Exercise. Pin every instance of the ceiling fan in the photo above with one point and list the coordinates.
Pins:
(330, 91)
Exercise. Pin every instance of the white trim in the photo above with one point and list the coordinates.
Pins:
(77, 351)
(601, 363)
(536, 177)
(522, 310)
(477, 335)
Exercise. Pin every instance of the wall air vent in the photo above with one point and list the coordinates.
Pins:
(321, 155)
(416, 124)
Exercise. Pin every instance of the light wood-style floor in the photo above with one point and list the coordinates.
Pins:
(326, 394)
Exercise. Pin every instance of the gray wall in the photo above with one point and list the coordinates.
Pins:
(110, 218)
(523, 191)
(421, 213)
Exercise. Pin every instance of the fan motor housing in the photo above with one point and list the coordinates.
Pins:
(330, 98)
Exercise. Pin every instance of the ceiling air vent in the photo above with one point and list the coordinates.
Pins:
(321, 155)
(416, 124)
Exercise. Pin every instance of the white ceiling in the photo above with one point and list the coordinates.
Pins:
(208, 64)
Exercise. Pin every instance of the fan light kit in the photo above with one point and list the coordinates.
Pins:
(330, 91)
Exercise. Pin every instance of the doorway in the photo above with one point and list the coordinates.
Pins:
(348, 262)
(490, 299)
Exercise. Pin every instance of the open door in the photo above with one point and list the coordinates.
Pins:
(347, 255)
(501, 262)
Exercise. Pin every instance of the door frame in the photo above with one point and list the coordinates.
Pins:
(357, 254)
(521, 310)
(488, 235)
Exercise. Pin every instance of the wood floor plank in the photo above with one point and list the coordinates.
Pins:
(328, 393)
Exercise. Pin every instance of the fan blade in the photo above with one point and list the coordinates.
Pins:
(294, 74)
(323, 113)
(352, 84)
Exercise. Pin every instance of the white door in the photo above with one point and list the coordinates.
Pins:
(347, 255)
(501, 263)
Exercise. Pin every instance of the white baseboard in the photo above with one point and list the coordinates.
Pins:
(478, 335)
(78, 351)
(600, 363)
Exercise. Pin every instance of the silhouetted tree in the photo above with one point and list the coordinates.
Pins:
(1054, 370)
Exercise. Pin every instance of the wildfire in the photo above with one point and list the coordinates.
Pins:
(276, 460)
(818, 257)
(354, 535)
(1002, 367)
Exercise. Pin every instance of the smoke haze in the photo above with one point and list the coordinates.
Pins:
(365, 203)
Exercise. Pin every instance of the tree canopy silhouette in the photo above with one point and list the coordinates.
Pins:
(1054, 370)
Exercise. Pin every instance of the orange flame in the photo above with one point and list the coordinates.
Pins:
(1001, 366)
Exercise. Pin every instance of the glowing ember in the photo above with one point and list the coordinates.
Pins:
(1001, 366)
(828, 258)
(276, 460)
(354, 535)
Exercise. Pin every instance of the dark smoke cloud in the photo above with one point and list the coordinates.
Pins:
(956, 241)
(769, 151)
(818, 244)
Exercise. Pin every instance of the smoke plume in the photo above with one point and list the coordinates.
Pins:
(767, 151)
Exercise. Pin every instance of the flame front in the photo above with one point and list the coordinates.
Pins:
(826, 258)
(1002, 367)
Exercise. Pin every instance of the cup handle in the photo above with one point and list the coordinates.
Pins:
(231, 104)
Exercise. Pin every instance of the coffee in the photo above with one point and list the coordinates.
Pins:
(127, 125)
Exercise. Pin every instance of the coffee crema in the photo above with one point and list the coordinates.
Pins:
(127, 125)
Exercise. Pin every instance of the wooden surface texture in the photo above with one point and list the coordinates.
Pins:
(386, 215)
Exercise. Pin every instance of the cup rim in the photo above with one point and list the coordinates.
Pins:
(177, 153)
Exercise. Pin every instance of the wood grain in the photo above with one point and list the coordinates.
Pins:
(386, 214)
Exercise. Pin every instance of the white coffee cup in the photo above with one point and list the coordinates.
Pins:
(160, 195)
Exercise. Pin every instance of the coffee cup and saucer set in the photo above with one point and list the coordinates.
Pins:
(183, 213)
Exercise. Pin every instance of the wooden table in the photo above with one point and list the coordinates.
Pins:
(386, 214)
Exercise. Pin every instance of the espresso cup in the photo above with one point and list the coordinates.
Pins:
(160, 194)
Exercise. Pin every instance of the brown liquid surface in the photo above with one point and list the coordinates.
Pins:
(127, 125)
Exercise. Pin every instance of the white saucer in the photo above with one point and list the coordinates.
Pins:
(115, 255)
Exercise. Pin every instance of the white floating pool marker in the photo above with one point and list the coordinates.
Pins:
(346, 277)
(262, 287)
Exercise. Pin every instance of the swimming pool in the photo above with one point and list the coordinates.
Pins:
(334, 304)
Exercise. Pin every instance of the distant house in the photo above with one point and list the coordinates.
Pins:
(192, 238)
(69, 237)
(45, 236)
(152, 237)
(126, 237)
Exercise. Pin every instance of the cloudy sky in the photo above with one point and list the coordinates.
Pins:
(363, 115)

**ASSIGNMENT**.
Could you copy each line of the material that holds "saucer"?

**SOLUTION**.
Exercise. Pin every instance of the coffee cup and saucer set in the photo above with one point and list the coordinates.
Exercise. Pin every instance of the white saucer in the photo above with one point and list the coordinates.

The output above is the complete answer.